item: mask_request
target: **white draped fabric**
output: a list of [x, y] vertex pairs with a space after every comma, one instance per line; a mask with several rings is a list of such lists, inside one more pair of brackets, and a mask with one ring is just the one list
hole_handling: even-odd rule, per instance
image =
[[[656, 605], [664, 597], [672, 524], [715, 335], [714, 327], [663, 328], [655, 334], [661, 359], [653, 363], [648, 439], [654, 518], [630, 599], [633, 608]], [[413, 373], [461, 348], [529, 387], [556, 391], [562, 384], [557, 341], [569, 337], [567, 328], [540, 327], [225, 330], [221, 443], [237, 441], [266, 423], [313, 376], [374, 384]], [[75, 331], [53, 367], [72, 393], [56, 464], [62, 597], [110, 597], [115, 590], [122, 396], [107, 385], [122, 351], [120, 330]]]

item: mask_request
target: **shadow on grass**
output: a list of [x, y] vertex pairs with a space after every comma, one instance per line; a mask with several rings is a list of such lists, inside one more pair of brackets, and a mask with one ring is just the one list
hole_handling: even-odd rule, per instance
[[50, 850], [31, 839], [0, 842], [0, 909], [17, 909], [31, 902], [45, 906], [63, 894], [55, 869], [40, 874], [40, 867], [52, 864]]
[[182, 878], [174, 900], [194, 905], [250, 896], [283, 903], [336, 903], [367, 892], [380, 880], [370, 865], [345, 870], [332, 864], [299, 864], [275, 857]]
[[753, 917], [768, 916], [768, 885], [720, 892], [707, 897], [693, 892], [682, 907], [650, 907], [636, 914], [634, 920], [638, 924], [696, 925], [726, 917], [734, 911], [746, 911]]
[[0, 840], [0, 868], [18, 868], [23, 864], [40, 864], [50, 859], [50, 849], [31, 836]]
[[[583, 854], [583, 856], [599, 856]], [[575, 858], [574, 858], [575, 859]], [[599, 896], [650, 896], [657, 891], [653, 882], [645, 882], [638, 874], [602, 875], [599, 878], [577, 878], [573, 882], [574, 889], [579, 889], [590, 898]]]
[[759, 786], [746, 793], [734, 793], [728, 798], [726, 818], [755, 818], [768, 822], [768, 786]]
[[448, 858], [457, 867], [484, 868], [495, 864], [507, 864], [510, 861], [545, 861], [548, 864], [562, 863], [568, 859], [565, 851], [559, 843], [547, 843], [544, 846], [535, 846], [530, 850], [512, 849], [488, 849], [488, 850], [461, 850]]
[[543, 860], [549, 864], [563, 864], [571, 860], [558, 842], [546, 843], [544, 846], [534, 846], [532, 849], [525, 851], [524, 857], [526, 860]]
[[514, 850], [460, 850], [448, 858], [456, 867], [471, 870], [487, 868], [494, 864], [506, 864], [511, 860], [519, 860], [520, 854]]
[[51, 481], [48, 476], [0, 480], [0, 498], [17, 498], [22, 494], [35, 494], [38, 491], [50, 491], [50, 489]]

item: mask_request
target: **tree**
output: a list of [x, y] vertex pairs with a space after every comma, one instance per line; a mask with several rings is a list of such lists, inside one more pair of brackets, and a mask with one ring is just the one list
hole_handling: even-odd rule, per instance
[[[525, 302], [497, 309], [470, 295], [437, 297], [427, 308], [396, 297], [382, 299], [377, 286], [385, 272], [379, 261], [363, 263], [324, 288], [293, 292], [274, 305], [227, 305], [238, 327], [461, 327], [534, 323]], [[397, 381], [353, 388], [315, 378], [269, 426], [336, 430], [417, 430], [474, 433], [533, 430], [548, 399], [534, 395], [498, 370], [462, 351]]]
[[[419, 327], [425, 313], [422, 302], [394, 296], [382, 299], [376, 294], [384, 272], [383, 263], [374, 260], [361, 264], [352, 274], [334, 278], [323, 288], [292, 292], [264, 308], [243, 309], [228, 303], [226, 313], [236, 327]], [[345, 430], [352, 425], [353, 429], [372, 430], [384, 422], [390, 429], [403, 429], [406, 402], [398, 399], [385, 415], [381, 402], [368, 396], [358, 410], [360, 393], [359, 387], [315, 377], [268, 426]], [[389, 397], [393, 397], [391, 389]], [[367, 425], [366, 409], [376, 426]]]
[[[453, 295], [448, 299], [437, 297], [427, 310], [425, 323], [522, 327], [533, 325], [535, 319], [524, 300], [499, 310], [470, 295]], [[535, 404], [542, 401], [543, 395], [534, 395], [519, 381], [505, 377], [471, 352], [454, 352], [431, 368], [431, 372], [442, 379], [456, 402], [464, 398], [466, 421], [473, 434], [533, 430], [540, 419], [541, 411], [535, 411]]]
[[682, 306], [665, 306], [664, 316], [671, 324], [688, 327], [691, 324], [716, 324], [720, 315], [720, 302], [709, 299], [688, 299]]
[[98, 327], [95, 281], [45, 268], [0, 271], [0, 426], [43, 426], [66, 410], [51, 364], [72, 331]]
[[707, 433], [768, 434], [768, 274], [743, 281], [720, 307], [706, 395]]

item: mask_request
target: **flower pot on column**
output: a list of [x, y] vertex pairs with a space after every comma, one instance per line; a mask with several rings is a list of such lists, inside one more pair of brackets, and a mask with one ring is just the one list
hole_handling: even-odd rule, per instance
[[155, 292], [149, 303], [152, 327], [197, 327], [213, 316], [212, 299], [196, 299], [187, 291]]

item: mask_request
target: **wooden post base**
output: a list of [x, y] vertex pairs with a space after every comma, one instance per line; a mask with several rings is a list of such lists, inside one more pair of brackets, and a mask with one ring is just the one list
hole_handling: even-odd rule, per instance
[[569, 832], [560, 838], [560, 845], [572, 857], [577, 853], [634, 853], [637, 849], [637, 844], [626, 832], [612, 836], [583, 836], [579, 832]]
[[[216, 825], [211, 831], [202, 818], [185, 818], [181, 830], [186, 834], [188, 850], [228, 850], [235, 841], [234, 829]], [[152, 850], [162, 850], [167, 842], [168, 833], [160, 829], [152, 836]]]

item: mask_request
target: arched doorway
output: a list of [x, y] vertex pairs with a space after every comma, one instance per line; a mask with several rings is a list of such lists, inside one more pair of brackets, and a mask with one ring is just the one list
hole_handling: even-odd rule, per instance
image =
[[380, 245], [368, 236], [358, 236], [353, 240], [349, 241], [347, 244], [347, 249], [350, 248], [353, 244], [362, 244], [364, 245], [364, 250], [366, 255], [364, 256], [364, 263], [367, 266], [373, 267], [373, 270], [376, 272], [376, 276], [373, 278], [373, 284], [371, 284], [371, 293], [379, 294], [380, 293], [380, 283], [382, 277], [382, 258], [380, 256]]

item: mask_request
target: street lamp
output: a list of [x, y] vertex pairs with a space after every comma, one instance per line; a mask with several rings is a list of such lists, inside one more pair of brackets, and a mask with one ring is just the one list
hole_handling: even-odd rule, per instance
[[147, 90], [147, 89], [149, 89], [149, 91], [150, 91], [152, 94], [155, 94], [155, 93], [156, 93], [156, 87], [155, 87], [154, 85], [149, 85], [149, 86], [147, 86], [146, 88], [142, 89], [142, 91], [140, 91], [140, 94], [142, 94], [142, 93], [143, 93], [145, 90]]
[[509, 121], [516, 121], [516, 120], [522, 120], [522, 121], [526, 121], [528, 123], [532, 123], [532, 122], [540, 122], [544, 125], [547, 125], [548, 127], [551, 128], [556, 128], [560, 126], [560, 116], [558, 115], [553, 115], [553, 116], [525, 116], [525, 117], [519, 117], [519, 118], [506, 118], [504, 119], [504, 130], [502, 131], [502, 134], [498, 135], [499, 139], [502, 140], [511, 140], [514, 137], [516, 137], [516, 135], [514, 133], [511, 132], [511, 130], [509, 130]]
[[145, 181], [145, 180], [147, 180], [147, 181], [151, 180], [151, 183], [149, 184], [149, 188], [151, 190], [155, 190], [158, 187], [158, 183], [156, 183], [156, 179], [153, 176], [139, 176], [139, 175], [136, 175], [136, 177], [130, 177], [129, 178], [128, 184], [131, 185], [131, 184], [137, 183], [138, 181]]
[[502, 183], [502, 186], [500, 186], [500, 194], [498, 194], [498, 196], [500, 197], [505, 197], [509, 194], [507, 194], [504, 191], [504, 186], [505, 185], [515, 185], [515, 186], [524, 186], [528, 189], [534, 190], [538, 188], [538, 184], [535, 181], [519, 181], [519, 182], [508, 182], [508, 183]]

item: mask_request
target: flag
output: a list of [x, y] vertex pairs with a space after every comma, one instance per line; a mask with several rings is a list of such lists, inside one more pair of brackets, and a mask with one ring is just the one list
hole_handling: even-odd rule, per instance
= = = = = = =
### TASK PROMPT
Scan the listing above and copy all lines containing the word "target".

### PROBLEM SOLUTION
target: **white draped fabric**
target: **shadow on grass**
target: **tree**
target: **flower pot on column**
target: **wooden post base**
target: arched doorway
target: street lamp
target: flag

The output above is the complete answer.